## Work request
Nothing but the pictures is dropped; write out all the remaining data below exactly.

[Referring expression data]
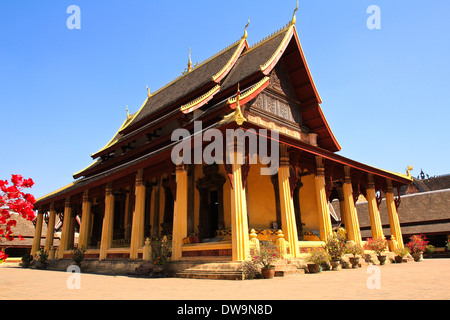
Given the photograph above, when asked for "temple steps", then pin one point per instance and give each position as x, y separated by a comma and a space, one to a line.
231, 271
213, 270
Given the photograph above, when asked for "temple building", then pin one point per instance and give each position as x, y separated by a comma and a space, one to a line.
134, 190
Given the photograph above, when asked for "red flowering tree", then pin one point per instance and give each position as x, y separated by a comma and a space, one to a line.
14, 200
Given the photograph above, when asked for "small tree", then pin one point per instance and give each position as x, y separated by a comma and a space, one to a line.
14, 200
417, 243
335, 245
268, 254
376, 245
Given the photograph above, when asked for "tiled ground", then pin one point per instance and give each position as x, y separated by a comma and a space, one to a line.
429, 279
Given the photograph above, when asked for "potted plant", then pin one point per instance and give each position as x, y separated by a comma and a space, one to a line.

## Response to the task
Given the photograph above, when asked for "temple steps", then pin one point per instance and give each position as x, y separated by a comma and a space, one to a line.
231, 271
213, 270
Given the photograph above, when asked for "temple building", then pin one point per instance and give each position as x, y separated by a comma and a space, one to a line.
134, 190
Given the photograph above, when asked for "red flowering tree", then pin one point per instance and give each position as x, y separated by a comma and a space, one to a line.
14, 200
Given the photograph above, when asked for "small tree", then pin one point per instance and give each position as x, y separated by a comma and a space, one to a line.
14, 200
417, 243
335, 245
268, 254
376, 245
Given the photograph above, when asked for "tiled ground", then pin one point per instance and give each position as x, y separated by a comma and a space, one to a line.
429, 279
Given the photograph above, when asked for "potted plant", then pin one point per instance and give each position as x, y separated by a comma and a space, one to a line.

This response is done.